**Okuma Parçası**
-*-

R. Bülend KIRMACI'nın 23 Temmuz 2024 tarihli yazısı: Külüstür Gelir, Kelepir Hizmet

Katıksız bir tüketim toplumuyuz.

Gelirimizden fazla harcıyoruz.

Her gün medyada reklamların bombardımanı altındayız.

Tasarruf ve tutumluluk edimleri çoktan bir yana itildi.

Dahası marka tutkunluğu her türlü ithal ürünün eşliğinde geldi, zihinlerimize yerleşti.

Eskiden tekstil başta bir dolu malı üretirken, şimdi çorap ve iç çamaşırı dahi imal edemiyoruz.

Ürün standardı yok, kullanım ömürleri kısa, paranın bir değeri yok.

Tüketici haklarının bu kadar göz ardı edildiği bir devran hatırlamıyorum.

Gerçi hakem heyetleri dahil bu alanda kimi yasal düzenlemeler yapıldı ama, hammadde ve teknoloji açığı nedeniyle bir türlü dayanıklı mal ve ürün imal edemiyoruz.

Finlandiya diyoruz değil mi? Refah toplumu ve sosyal devlet... Evet öyle ancak orada, kolayda mallar bile "kullan at" cinsinden değil, "eski" diye kazağa, monta, paltoya bakıp da atmak yok..

Beden küçüldü, bebe büyüdü diye çocuk veya genç eşyalarını çöpe göndermek adetten değil..

Peki, ne yapıyorlar? Herkes en yakınından ve komşusundan başlayarak kullanmayacağı ürünü veriyor, hediye ediyor.

Elbet o ürünlerin de kullanım ömrü uzun, sağlam ve dayanıklı...

Tabii orada herkesin emeği değerli, herkese hak ettiği bir maaş, ücret ve emeklilik geliri temin edilmiş, hatta garanti edilmiş durumda...

İktidara gelen kafasına göre gelir dağılımı, vergi ve sigorta sistemi veya gümrük mevzuatı peydah edemiyor.

Oysa bizim gibi toplumlarda mesela bir "külüstür emeklilik" var ki içine milyonları alıyor, bir de "lüks emeklilik" var bu da siyaset seçkinler başta olmak üzere bir avuç azınlığa şemsiye açıyor.

Borçlanan, üretimden ve ulusal sanayiden ve hatta alternatif enerjiden ricat eden, gerileyen bu düzen;

Özelleştirme furyası ile büyük ölçekli kitlesel üretimini yabancılaştırmış olup; bu densizlik mikro düzeyde gündelik malların üretim kabiliyetine de yansıyor;

Kelepir mallar pazarında külüstür gelirler, alışverişi akıl dışına taşıran ve vatandaşı genel olarak "kazıklayan" bir ortaçağ tablosunu ortaya çıkarıyor.

-*-

**Kayıtlı Veriler**
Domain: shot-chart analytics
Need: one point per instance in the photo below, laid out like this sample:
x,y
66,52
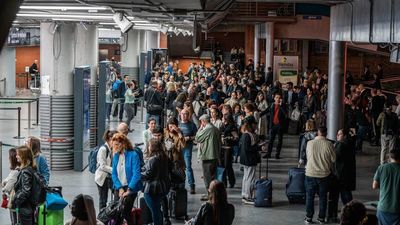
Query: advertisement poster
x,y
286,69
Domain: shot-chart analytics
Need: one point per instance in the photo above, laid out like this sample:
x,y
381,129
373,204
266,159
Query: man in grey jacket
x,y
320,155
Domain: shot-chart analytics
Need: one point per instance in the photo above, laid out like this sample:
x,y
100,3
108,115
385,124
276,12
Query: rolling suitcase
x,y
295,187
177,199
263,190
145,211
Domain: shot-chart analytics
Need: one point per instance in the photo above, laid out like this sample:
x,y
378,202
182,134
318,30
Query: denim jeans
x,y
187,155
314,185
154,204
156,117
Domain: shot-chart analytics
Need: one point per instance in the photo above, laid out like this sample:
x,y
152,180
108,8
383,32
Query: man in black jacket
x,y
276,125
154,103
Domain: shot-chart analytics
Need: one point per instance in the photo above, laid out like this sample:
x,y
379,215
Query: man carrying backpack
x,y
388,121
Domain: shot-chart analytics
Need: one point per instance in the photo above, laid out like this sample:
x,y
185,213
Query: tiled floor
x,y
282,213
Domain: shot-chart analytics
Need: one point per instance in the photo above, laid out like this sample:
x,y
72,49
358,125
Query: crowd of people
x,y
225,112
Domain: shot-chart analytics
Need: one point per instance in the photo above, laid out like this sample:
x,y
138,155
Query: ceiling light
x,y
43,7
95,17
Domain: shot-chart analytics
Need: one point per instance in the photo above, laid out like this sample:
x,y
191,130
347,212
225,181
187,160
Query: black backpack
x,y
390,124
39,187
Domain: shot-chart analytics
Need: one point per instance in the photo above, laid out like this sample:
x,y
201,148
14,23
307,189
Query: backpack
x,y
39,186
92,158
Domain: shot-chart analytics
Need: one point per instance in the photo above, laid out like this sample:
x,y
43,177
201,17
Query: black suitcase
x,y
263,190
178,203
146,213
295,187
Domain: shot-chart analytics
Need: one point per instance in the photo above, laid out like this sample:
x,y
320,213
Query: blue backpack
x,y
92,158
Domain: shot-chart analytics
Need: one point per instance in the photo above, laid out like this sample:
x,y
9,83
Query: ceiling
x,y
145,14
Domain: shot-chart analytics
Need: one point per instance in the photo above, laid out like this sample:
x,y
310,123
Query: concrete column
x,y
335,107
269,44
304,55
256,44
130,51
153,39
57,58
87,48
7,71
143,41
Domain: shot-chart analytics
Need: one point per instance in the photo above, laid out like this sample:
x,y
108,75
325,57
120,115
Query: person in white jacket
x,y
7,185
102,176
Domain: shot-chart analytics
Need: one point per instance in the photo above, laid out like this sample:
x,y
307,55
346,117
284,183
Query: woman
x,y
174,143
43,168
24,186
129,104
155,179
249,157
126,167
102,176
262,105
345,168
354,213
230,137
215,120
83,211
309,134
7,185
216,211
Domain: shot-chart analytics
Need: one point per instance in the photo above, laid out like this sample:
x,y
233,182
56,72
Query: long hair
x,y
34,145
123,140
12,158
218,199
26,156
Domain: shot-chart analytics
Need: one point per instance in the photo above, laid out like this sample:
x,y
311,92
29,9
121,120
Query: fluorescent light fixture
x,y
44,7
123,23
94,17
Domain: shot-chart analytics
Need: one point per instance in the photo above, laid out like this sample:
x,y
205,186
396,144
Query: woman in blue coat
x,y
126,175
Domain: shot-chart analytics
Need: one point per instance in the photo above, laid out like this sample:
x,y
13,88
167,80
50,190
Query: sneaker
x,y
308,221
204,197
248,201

-*-

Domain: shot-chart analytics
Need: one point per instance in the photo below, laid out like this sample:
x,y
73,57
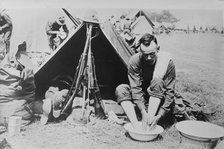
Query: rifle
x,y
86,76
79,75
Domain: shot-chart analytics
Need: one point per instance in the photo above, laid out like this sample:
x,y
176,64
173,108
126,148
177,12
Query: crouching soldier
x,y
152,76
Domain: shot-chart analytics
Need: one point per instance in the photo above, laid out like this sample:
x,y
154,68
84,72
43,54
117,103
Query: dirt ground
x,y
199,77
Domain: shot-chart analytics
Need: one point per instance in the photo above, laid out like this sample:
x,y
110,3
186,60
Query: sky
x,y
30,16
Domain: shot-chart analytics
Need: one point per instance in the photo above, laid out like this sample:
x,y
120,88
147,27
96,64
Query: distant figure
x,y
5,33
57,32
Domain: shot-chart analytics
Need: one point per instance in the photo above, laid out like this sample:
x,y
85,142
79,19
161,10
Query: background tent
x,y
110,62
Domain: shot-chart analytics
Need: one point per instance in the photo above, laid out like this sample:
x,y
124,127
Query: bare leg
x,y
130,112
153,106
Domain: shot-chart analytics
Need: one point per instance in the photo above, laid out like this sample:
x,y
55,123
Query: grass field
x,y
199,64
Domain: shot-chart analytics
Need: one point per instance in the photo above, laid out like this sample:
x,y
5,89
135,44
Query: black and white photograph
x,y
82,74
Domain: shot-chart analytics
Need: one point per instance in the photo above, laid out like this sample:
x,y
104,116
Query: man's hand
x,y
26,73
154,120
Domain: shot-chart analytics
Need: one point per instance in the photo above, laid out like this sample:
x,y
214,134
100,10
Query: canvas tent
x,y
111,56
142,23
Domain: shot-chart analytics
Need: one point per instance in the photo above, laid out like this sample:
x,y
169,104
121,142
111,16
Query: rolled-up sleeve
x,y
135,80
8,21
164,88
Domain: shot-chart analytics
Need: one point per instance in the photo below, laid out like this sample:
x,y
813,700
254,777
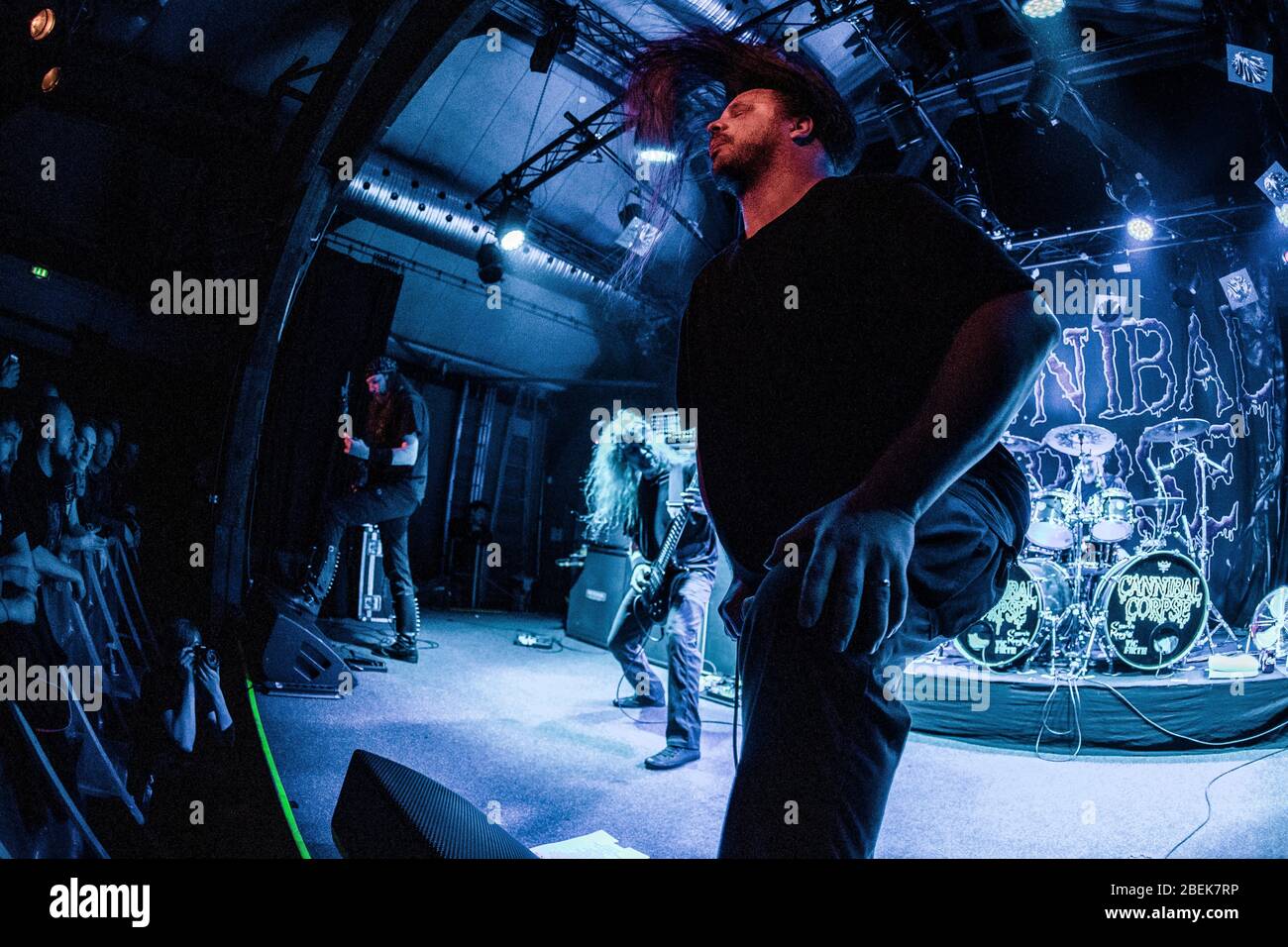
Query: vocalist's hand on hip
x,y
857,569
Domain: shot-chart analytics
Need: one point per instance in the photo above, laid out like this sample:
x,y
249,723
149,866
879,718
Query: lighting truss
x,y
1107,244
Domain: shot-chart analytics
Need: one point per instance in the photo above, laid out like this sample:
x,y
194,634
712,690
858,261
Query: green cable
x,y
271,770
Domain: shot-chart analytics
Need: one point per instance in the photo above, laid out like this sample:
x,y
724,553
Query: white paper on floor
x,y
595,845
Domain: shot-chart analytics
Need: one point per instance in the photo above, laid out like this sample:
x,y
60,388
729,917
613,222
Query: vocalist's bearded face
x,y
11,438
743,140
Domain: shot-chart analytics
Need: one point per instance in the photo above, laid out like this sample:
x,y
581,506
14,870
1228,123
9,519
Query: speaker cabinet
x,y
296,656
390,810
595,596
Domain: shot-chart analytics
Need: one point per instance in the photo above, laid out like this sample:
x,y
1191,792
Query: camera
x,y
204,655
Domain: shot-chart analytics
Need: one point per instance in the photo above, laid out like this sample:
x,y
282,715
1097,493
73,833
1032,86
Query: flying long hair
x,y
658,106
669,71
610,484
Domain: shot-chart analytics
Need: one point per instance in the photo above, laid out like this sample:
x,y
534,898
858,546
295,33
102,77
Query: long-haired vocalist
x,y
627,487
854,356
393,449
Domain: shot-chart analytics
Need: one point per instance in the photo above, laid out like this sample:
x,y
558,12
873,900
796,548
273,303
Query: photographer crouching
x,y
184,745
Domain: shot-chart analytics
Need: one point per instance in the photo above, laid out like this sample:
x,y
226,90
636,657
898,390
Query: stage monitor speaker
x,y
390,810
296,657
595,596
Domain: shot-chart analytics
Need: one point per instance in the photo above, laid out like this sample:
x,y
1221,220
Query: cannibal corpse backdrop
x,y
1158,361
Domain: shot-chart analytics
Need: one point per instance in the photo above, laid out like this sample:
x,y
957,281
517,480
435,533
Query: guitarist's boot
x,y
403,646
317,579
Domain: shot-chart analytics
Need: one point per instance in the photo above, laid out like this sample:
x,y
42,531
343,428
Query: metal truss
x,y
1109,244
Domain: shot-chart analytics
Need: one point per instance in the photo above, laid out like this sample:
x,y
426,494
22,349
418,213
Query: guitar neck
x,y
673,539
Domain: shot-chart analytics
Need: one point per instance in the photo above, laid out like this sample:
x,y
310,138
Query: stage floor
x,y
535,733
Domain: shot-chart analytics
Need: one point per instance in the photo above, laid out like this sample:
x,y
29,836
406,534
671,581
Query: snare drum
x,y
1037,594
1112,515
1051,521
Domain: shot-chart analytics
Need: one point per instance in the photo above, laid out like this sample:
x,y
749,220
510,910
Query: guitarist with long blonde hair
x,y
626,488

-*-

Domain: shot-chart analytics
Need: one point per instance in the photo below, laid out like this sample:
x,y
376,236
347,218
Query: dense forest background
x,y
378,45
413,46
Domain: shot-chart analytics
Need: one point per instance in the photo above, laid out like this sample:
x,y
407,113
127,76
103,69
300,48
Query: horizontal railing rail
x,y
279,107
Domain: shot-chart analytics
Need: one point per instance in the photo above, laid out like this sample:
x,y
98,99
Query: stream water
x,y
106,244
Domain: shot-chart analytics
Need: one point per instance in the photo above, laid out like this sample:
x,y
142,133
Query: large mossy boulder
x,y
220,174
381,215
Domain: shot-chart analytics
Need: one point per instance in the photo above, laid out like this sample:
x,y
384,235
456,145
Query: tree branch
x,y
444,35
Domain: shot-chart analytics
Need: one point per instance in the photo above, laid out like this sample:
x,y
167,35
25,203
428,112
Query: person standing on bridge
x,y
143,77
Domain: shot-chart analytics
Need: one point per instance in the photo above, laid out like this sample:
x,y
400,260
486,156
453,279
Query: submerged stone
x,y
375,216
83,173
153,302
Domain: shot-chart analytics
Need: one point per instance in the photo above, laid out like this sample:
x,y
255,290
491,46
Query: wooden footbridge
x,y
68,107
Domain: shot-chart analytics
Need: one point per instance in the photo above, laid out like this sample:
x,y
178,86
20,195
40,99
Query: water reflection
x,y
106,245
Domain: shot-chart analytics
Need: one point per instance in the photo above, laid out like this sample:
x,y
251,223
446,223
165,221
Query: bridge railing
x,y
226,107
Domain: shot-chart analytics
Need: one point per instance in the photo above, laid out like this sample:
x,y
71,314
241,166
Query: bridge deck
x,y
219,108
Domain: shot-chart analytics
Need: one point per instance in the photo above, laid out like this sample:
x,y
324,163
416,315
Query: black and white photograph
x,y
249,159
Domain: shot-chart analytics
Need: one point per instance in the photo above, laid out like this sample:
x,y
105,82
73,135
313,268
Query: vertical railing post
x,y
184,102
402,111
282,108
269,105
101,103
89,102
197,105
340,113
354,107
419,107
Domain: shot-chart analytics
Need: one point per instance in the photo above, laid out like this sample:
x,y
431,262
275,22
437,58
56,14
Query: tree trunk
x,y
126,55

-*-

**Yazılı Yönerge**
Okuma parçasında "Gerçi hakem heyetleri" sözleriyle başlayıp "sağlam ve dayanıklı..." sözlerine kadar devam eden bölümü, "Finlandiya" ifadesini "İsveç" ifadesiyle değiştirerek yeniden yaz.

**Doğru Yanıt**
Gerçi hakem heyetleri dahil bu alanda kimi yasal düzenlemeler yapıldı ama, hammadde ve teknoloji açığı nedeniyle bir türlü dayanıklı mal ve ürün imal edemiyoruz.

İsveç diyoruz değil mi? Refah toplumu ve sosyal devlet... Evet öyle ancak orada, kolayda mallar bile "kullan at" cinsinden değil, "eski" diye kazağa, monta, paltoya bakıp da atmak yok..

Beden küçüldü, bebe büyüdü diye çocuk veya genç eşyalarını çöpe göndermek adetten değil..

Peki, ne yapıyorlar? Herkes en yakınından ve komşusundan başlayarak kullanmayacağı ürünü veriyor, hediye ediyor.

Elbet o ürünlerin de kullanım ömrü uzun, sağlam ve dayanıklı...